Copy every line in the items from the line with "Test yourself! Look at the image and find the windshield" to the line with "[71,579,166,614]", both included, and shift each bounding box coordinate in the answers by -105.

Records

____

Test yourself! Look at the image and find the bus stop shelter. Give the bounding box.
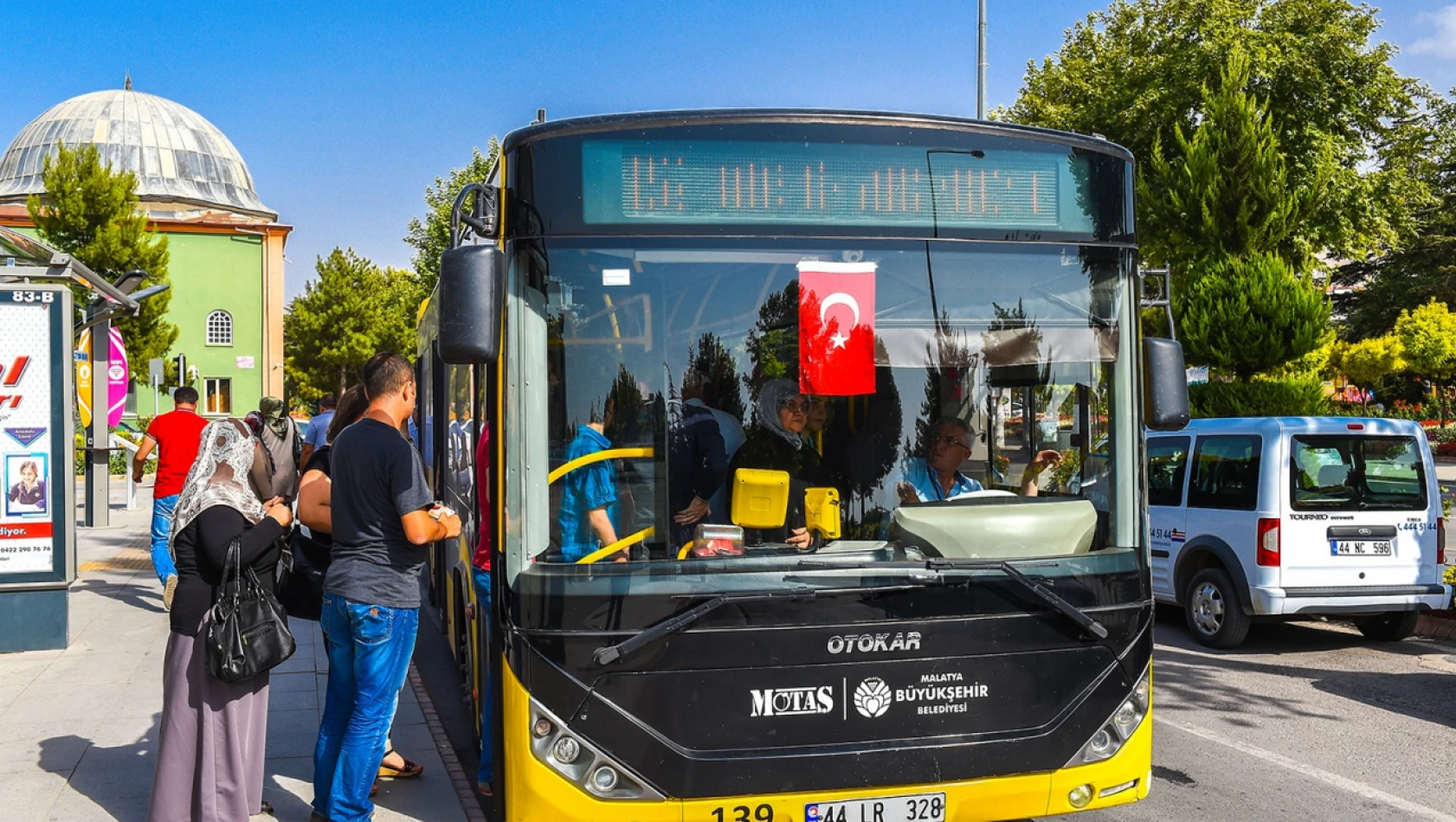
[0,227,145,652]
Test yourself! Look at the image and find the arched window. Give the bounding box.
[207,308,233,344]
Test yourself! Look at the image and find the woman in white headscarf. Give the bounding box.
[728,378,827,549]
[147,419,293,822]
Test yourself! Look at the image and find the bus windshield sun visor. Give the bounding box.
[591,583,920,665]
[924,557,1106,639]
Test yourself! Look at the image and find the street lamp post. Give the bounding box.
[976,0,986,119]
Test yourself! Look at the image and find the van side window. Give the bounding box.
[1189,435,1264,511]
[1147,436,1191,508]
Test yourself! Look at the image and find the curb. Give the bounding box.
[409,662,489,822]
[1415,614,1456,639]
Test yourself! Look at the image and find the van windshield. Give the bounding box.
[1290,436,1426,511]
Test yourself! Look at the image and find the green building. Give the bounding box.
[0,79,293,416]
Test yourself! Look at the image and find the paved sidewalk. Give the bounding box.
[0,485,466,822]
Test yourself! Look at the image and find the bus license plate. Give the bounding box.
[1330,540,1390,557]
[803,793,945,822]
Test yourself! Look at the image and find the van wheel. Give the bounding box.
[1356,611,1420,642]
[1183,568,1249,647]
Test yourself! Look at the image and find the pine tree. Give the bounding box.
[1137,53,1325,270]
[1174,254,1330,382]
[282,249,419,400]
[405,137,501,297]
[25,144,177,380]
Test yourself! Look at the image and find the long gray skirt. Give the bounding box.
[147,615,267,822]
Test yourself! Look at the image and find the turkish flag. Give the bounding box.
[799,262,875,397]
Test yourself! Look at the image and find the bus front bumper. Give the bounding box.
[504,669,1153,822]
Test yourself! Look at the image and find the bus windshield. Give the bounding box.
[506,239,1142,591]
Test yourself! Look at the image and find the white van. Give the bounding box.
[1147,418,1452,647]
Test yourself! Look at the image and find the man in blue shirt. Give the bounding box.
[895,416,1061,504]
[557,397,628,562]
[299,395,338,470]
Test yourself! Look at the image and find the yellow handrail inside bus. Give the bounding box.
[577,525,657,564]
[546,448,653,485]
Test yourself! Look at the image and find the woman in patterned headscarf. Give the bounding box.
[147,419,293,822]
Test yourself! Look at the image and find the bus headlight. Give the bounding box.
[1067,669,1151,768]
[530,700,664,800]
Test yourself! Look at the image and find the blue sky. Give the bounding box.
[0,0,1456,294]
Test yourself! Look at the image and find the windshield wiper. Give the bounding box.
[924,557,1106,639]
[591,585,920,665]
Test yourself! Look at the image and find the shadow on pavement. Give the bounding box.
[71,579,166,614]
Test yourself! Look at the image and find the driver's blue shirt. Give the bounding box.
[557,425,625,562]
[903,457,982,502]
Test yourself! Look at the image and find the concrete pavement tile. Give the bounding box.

____

ANSWER TO THIS TASK
Test yourself! Look at the image and find the windshield wiper. Give the bounding box.
[819,452,1001,534]
[486,480,815,560]
Test yourself! Look at the image and find the shadow on pavement. Give the bounding box.
[-34,474,61,509]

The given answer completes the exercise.